**Task**
Repeat, exactly as written, the line with "Can you tell me where the small" and every line that follows it in the material below, ending with the last.
Supplied data Block Start
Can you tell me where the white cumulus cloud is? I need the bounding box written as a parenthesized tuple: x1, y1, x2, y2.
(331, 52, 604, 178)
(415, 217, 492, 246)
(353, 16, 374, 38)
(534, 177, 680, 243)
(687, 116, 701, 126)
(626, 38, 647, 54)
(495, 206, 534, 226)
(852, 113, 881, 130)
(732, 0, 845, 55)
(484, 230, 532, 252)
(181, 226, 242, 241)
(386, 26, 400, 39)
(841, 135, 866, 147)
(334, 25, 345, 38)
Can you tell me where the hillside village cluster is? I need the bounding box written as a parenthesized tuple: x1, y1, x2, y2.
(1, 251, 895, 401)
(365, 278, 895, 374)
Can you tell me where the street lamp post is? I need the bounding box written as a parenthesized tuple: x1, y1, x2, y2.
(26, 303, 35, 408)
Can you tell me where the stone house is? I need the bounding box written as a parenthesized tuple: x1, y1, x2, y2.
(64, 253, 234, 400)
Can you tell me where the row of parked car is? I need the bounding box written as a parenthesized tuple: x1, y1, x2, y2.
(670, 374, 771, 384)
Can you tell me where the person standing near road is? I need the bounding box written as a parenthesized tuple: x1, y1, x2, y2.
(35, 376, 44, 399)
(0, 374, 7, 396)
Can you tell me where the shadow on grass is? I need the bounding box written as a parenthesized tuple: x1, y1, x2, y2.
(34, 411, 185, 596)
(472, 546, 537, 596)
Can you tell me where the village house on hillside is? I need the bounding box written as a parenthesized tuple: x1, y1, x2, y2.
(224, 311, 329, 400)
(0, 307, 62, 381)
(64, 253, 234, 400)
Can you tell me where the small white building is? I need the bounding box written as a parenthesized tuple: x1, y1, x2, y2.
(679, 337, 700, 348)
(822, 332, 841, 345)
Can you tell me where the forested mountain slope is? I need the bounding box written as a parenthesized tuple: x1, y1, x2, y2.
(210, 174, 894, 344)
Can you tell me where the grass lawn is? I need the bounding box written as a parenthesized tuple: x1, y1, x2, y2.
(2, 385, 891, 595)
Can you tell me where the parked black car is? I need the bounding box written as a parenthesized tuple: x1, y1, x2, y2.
Supplied data Block End
**Output for this exercise**
Can you tell me where the small white building is? I need the bounding box written as a parenthesized tuple: x1, y1, x2, y2.
(679, 337, 700, 348)
(822, 332, 841, 345)
Can you tell me where the forested mountain slope is? I need the bounding box written as a parenthesized tuple: x1, y1, x2, y2.
(210, 174, 894, 344)
Can you tell me where the grass lawn is? I need the bounding box written as a parenthesized tuple: x1, y1, x2, y2.
(2, 385, 891, 595)
Can you tell me where the parked black car is? I need the bounding box written as a parenthesized tuple: x1, y1, x2, y2.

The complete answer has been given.